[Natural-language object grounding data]

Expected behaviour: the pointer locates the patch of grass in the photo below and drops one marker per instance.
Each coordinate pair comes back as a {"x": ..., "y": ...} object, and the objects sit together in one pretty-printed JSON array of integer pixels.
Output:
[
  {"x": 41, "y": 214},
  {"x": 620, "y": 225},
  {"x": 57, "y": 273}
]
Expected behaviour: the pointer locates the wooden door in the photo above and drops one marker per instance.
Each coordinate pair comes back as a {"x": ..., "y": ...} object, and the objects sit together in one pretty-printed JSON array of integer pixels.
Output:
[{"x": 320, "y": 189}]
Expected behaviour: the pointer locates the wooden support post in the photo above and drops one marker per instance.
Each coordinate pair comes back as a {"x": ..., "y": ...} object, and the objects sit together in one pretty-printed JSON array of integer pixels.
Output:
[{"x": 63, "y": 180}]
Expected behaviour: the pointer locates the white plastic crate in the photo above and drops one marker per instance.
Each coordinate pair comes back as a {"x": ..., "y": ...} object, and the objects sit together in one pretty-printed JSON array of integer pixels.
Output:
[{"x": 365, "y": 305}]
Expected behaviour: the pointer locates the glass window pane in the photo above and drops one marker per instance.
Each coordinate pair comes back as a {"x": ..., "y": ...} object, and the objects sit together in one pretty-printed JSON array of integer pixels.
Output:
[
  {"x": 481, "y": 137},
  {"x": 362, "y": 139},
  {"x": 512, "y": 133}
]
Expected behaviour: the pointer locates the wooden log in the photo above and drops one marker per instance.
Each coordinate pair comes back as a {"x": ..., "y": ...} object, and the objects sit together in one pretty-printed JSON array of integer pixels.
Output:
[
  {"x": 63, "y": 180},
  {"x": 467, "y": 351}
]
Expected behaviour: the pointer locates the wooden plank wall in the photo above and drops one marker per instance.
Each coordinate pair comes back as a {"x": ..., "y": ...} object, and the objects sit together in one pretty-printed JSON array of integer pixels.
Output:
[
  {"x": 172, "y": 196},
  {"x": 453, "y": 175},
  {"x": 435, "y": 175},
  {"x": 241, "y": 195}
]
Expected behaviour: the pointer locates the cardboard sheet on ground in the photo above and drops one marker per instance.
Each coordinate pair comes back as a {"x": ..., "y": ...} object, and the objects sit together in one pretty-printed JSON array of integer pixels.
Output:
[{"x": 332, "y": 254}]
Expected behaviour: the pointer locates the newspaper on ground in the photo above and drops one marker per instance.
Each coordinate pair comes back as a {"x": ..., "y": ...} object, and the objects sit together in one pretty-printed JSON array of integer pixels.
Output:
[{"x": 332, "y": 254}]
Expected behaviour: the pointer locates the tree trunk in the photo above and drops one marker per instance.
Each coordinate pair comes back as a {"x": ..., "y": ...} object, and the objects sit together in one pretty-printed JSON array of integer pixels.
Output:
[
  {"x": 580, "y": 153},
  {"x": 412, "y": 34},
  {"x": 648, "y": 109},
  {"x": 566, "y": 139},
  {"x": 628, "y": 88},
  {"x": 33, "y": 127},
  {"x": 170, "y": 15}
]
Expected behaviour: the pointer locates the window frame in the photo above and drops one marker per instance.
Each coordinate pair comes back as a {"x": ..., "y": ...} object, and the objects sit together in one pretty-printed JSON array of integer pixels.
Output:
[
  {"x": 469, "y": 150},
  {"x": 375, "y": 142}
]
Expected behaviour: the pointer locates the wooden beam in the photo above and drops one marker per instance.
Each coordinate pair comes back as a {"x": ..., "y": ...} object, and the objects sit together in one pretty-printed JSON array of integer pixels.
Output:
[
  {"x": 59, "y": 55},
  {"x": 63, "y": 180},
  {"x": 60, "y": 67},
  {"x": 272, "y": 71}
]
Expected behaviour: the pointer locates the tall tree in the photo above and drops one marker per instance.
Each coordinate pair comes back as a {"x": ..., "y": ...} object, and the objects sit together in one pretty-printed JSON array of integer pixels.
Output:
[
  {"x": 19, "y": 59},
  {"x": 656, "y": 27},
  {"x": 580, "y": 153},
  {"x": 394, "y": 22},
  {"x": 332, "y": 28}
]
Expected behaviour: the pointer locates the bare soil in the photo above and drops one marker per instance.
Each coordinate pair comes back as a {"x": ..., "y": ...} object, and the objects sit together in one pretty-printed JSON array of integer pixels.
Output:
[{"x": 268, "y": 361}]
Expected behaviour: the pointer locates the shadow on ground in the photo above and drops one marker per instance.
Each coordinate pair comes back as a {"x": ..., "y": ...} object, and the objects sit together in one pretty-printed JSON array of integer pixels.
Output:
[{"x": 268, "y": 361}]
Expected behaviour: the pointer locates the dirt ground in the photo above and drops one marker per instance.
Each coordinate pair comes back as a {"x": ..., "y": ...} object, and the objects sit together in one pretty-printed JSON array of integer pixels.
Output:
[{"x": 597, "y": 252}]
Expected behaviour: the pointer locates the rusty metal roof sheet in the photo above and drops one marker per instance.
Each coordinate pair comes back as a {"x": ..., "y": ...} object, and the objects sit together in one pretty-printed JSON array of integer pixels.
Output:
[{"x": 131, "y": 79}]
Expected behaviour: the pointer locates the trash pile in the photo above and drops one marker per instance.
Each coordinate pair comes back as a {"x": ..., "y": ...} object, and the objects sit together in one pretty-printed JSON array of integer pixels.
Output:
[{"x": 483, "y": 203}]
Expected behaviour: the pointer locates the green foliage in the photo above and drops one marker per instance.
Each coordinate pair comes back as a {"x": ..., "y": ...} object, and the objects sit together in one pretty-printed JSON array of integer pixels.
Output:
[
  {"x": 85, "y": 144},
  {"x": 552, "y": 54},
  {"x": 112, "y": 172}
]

• _What the exercise asks_
Some of the data mentions "wooden". Copy every line where it does.

• _Response below_
Expected behaviour: the pointer locates the wooden door in the photo above and drops one marker per instance.
Expected behaviour: the pointer locates the wooden support post in the photo above and drops one marker per instance.
Expected behaviour: the pointer locates the wooden log in the photo above and drops one marker per instance.
Expected behaviour: the pointer locates the wooden plank wall in the photo above and drops one marker per instance.
Expected behaviour: the pointer locates the wooden beam in the photo above and drops one marker per instance.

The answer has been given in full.